--- START OF Supplied records ---

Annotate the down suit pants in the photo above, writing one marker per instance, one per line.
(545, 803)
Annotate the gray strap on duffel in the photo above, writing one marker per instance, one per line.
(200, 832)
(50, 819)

--- END OF Supplied records ---

**Work to complete**
Copy every one of the records above word for word, changing nothing.

**Solution for this task**
Annotate the down suit pants in the photo above, writing one marker per instance, one per line.
(545, 803)
Annotate the gray strap on duffel in the photo above, writing one marker per instance, one per line.
(200, 832)
(50, 819)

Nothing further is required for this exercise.